**Excerpted records:**

________________________

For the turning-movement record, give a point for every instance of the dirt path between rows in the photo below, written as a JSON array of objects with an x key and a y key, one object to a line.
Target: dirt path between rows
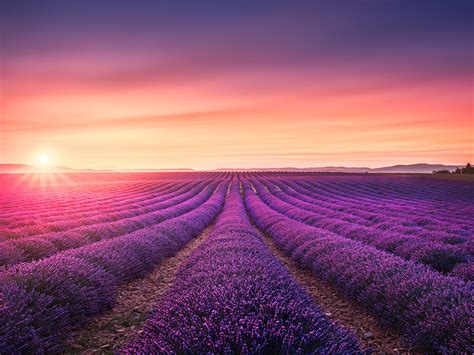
[
  {"x": 112, "y": 330},
  {"x": 342, "y": 310}
]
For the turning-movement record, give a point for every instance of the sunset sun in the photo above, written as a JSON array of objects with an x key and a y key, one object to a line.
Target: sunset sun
[
  {"x": 43, "y": 160},
  {"x": 203, "y": 176}
]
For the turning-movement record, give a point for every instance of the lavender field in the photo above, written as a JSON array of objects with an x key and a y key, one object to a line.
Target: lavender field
[{"x": 397, "y": 250}]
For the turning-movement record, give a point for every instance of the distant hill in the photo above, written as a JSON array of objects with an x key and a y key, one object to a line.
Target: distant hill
[{"x": 421, "y": 168}]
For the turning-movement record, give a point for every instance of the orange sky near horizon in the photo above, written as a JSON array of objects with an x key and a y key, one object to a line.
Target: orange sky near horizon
[{"x": 128, "y": 106}]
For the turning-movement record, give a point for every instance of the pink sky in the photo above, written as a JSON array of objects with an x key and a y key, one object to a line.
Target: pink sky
[{"x": 221, "y": 100}]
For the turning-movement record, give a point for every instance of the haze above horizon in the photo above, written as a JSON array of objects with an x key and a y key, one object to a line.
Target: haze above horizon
[{"x": 128, "y": 84}]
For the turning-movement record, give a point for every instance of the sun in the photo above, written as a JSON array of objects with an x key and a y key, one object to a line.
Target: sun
[{"x": 43, "y": 159}]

________________________

**What the task asks:** Can you rewrite all the records above, swapping every "JSON array" for "JSON list" and keeping everything else the same? Leave the pictures out of your answer.

**Exercise answer:**
For the turning-movement record, give a point for every instance of the dirt path between rows in the photo below, written as a JSON list of objects with an x key and a y key, one object to a line.
Target: dirt path between rows
[
  {"x": 112, "y": 330},
  {"x": 342, "y": 310}
]
For the turning-movement record, give a point for every instance of the sunset sun in the photo above, written as a JSON list of objects with an x key and a y key, one object to a line.
Target: sunset sun
[
  {"x": 43, "y": 160},
  {"x": 203, "y": 176}
]
For the turning-movement record, give a point for every instance of the lavender field in the photo above, written as a JSON list of objects with an x key and a y key, one object to a line.
Target: lavender field
[{"x": 397, "y": 250}]
For the turning-movement record, give a point for every instance of the distant hill in the photo above, written as a JSON list of objects with an x key and a y key, one object to a line.
Target: distant hill
[{"x": 421, "y": 168}]
For the turning-movement record, give a point for every instance of the orange sky near horizon in the photo above, written as a JSON list of objects with an x key and a y key, one object to a line.
Target: orange sky near horizon
[{"x": 128, "y": 106}]
For the turning-movement record, give a point for every instance of the pink sky in the photo above, written as a JSON list of objects with an x key and a y key, one object to a line.
Target: pink sky
[{"x": 221, "y": 100}]
For the turning-movement record, give a point for every instance of the haze above horizon in the photo above, written as a JSON list of objects with an x key and a y key, one object to a line.
Target: haze above horizon
[{"x": 128, "y": 84}]
For the turning-movement record, give a point for every instance of the sun in the photo above, written as a JSON list of objects with an x key and a y key, one object to a line.
Target: sun
[{"x": 43, "y": 159}]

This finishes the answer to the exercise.